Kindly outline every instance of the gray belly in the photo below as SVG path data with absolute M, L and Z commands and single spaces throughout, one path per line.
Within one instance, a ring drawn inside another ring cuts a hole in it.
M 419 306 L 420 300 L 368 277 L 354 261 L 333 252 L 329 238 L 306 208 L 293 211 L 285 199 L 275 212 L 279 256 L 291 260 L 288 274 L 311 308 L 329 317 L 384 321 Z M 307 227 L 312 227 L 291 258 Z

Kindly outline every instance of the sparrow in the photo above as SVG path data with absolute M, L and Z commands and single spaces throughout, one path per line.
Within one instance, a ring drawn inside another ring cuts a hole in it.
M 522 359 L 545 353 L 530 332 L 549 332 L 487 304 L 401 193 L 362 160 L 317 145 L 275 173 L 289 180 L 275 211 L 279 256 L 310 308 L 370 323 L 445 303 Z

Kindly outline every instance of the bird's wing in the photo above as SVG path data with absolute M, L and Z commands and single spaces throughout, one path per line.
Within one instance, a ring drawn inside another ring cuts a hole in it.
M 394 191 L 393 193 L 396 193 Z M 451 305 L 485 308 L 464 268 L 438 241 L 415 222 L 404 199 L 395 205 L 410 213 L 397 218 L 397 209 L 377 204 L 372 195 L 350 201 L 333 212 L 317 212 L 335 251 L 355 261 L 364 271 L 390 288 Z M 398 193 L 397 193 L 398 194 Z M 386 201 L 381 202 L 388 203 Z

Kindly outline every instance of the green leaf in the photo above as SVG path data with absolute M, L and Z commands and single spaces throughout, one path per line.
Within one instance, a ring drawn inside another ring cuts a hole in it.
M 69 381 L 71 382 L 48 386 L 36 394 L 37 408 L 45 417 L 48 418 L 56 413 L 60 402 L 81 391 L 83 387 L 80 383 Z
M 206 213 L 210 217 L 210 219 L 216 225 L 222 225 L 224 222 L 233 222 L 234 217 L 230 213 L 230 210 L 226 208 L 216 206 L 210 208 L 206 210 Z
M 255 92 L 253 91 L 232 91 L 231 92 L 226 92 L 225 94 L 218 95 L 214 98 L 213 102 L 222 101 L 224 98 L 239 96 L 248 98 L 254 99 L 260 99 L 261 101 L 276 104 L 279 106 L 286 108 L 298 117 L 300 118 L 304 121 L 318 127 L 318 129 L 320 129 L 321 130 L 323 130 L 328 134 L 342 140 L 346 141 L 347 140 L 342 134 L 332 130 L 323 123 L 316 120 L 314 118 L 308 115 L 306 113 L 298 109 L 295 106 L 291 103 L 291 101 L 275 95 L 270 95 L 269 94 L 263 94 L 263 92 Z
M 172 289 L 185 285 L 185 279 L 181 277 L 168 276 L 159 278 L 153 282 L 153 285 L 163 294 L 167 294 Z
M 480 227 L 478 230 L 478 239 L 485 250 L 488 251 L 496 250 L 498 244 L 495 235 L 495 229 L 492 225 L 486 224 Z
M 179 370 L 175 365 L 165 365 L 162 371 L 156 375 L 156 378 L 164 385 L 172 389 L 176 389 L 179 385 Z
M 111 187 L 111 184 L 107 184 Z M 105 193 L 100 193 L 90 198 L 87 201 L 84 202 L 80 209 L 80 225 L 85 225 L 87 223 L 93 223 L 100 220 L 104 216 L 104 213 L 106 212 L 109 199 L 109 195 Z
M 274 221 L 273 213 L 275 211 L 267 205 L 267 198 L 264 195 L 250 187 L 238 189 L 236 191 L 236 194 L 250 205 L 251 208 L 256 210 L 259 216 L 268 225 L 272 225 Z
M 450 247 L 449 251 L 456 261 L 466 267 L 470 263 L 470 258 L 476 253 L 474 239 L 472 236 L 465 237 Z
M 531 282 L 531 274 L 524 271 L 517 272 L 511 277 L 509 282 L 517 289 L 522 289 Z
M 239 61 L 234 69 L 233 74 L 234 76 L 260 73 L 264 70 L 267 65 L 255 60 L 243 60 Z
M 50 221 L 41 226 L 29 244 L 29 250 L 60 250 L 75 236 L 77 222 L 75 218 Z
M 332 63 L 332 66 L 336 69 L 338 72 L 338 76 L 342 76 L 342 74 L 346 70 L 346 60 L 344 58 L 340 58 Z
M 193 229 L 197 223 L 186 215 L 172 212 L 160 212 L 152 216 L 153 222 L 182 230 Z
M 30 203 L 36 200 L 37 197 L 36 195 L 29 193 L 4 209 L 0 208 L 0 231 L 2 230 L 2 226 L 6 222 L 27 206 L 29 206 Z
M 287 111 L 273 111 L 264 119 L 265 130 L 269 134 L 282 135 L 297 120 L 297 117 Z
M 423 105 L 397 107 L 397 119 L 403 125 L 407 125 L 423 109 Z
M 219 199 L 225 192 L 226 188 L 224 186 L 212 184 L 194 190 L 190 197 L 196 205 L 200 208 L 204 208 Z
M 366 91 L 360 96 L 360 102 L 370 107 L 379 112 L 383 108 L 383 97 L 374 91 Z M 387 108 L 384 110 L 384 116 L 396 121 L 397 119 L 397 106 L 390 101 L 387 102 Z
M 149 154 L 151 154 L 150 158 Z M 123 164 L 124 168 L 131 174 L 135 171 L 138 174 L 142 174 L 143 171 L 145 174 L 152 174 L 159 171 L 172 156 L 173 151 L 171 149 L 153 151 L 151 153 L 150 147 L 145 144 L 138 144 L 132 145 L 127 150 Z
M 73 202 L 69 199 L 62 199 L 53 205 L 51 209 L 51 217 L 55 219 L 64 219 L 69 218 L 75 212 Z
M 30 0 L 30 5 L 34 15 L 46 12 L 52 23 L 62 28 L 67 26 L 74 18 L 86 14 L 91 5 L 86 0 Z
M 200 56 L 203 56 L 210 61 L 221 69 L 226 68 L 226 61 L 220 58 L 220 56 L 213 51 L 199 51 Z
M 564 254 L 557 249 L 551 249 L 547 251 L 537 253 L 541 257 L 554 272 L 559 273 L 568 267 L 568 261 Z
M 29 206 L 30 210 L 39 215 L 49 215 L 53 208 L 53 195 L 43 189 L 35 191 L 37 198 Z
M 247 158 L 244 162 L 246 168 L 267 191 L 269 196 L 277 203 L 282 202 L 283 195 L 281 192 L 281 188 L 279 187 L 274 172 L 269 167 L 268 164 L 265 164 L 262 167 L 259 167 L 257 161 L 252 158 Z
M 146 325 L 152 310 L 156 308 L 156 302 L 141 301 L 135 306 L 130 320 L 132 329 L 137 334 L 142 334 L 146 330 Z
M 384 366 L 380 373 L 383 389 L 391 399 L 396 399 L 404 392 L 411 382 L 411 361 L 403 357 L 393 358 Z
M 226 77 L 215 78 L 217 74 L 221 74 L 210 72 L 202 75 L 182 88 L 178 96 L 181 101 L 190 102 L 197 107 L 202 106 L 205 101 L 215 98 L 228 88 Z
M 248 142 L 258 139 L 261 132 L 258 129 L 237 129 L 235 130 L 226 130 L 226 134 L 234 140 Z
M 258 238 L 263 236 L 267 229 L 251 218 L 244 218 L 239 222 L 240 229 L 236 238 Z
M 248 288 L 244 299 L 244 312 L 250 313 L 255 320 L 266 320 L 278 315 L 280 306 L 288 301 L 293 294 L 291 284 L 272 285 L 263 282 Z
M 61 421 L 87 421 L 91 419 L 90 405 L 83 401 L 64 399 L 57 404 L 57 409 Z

::::::

Put every line of the material above into a numbered list, leaving out the blank lines.

#### Response below:
1. Kindly outline every instance of the gray belly in the photo below as SVG path data with absolute M, L and Z commands and single spaces throughout, one path per line.
2. Within one instance, a ring drawn inside another ring cuts a hole in it.
3. M 419 306 L 420 300 L 368 277 L 354 261 L 333 252 L 329 238 L 306 208 L 293 211 L 285 199 L 275 212 L 279 256 L 291 260 L 288 274 L 311 308 L 329 317 L 384 321 Z M 307 227 L 312 227 L 291 258 Z
4. Kindly outline every instance of the sparrow in the photo above as SVG path data with absolute M, L and Z commands and single spaces throughout, one path per line.
5. Within one instance, a ring drawn inside another ring cuts a hole in it.
6. M 522 359 L 545 353 L 530 332 L 549 332 L 487 304 L 401 193 L 362 160 L 317 145 L 275 173 L 289 180 L 275 211 L 279 256 L 310 308 L 370 323 L 445 303 Z
7. Kindly outline every instance of the bird's wing in the photo above as SVG path data with absolute M, L and Z commands and single spaces throughout, one path per line.
8. Within one instance, a ring drawn inside another ring cuts a hole in it.
9. M 394 191 L 393 193 L 396 193 Z M 451 305 L 485 308 L 464 268 L 438 241 L 415 222 L 404 199 L 395 205 L 410 213 L 397 218 L 397 209 L 377 204 L 372 195 L 350 201 L 333 212 L 317 212 L 335 251 L 355 261 L 364 271 L 390 288 Z M 398 193 L 397 193 L 398 194 Z M 386 201 L 381 202 L 388 203 Z
10. Kindly outline every instance of the green leaf in the photo above as SVG path data with absolute M, L and Z commands and single spaces throughout, one path per line.
11. Within one instance, a ring drawn inside another ring cuts a hole in it.
12. M 69 381 L 71 382 L 48 386 L 36 394 L 37 408 L 45 417 L 48 418 L 56 413 L 60 402 L 81 391 L 83 387 L 80 383 Z
13. M 206 213 L 210 217 L 210 219 L 216 225 L 222 225 L 224 222 L 233 222 L 234 217 L 230 213 L 230 210 L 226 208 L 216 206 L 210 208 L 206 210 Z
14. M 255 92 L 253 91 L 232 91 L 231 92 L 226 92 L 225 94 L 218 95 L 214 98 L 213 102 L 222 101 L 224 98 L 239 96 L 248 98 L 254 99 L 260 99 L 261 101 L 276 104 L 279 106 L 286 108 L 298 117 L 300 118 L 304 121 L 318 127 L 318 129 L 320 129 L 321 130 L 323 130 L 328 134 L 342 140 L 346 141 L 347 140 L 342 134 L 332 130 L 323 123 L 316 120 L 314 118 L 308 115 L 306 113 L 298 109 L 295 106 L 291 103 L 291 101 L 275 95 L 270 95 L 269 94 L 263 94 L 263 92 Z
15. M 172 289 L 185 285 L 185 279 L 181 277 L 168 276 L 159 278 L 153 282 L 153 285 L 163 294 L 167 294 Z
16. M 480 227 L 478 230 L 478 239 L 485 250 L 488 251 L 496 250 L 498 244 L 495 235 L 495 229 L 492 225 L 486 224 Z
17. M 179 370 L 175 365 L 165 365 L 162 371 L 156 375 L 156 378 L 164 385 L 172 389 L 176 389 L 179 385 Z
18. M 111 187 L 111 184 L 107 184 Z M 105 193 L 100 193 L 90 198 L 87 201 L 84 202 L 80 209 L 80 225 L 85 225 L 87 223 L 93 223 L 100 220 L 104 216 L 104 213 L 106 212 L 109 199 L 109 195 Z
19. M 274 221 L 273 213 L 275 211 L 267 205 L 267 198 L 264 195 L 250 187 L 238 189 L 236 191 L 236 194 L 250 205 L 251 208 L 256 210 L 259 216 L 268 225 L 272 225 Z
20. M 450 247 L 449 251 L 456 261 L 466 267 L 470 263 L 470 258 L 476 253 L 474 239 L 472 236 L 465 237 Z
21. M 531 282 L 531 274 L 524 271 L 517 272 L 511 277 L 509 282 L 517 289 L 522 289 Z
22. M 239 61 L 234 69 L 233 74 L 234 76 L 260 73 L 264 70 L 267 65 L 255 60 L 243 60 Z
23. M 50 221 L 41 226 L 29 244 L 29 250 L 60 250 L 75 236 L 77 222 L 75 218 Z
24. M 332 63 L 332 66 L 336 69 L 338 72 L 338 76 L 342 76 L 342 74 L 346 70 L 346 60 L 344 58 L 340 58 Z
25. M 193 229 L 197 223 L 186 215 L 172 212 L 160 212 L 152 216 L 153 222 L 182 230 Z
26. M 30 203 L 36 200 L 37 197 L 36 195 L 29 193 L 4 209 L 0 208 L 0 231 L 2 230 L 2 226 L 6 222 L 27 206 L 29 206 Z
27. M 287 111 L 273 111 L 264 119 L 265 130 L 269 134 L 282 135 L 297 120 L 297 117 Z
28. M 423 105 L 397 107 L 397 119 L 403 125 L 407 125 L 423 109 Z
29. M 219 199 L 225 192 L 226 188 L 224 186 L 212 184 L 194 190 L 190 197 L 196 205 L 200 208 L 204 208 Z
30. M 366 91 L 360 96 L 360 102 L 370 107 L 379 112 L 383 108 L 383 97 L 374 91 Z M 387 108 L 384 110 L 384 116 L 396 121 L 397 119 L 397 106 L 390 101 L 387 102 Z
31. M 149 154 L 151 154 L 150 158 Z M 123 164 L 124 168 L 131 174 L 135 171 L 138 174 L 142 174 L 143 171 L 145 174 L 152 174 L 159 171 L 172 156 L 173 151 L 171 149 L 153 151 L 151 153 L 150 147 L 145 144 L 138 144 L 132 145 L 127 150 Z
32. M 73 202 L 69 199 L 62 199 L 53 205 L 51 209 L 51 217 L 55 219 L 64 219 L 69 218 L 75 212 Z
33. M 30 0 L 30 5 L 34 15 L 46 12 L 52 23 L 62 28 L 67 26 L 74 18 L 86 14 L 91 5 L 86 0 Z
34. M 200 56 L 203 56 L 210 61 L 221 69 L 226 68 L 226 61 L 220 58 L 220 56 L 213 51 L 199 51 Z
35. M 564 254 L 557 249 L 551 249 L 547 251 L 537 253 L 541 257 L 554 272 L 559 273 L 568 267 L 568 261 Z
36. M 29 206 L 30 210 L 39 215 L 49 215 L 53 208 L 53 195 L 43 189 L 35 191 L 37 198 Z
37. M 247 158 L 244 162 L 246 168 L 267 191 L 269 196 L 277 203 L 282 202 L 283 195 L 281 192 L 281 188 L 279 187 L 274 172 L 269 167 L 268 164 L 265 164 L 262 167 L 259 167 L 257 161 L 252 158 Z
38. M 146 325 L 152 310 L 156 308 L 156 302 L 141 301 L 135 306 L 130 320 L 132 329 L 137 334 L 142 334 L 146 330 Z
39. M 384 366 L 380 373 L 383 389 L 391 399 L 396 399 L 404 392 L 411 382 L 411 361 L 403 357 L 393 358 Z
40. M 226 77 L 215 78 L 217 74 L 221 74 L 210 72 L 202 75 L 182 88 L 178 96 L 181 101 L 190 102 L 197 107 L 202 106 L 205 101 L 215 98 L 228 88 Z
41. M 248 142 L 258 139 L 261 132 L 258 129 L 237 129 L 235 130 L 226 130 L 226 134 L 234 140 Z
42. M 258 238 L 263 236 L 267 229 L 251 218 L 244 218 L 239 222 L 240 229 L 236 238 Z
43. M 248 288 L 244 299 L 244 312 L 250 313 L 255 320 L 266 320 L 278 315 L 280 306 L 288 301 L 293 294 L 291 284 L 272 285 L 263 282 Z
44. M 61 421 L 87 421 L 91 419 L 90 405 L 83 401 L 64 399 L 57 404 L 57 409 Z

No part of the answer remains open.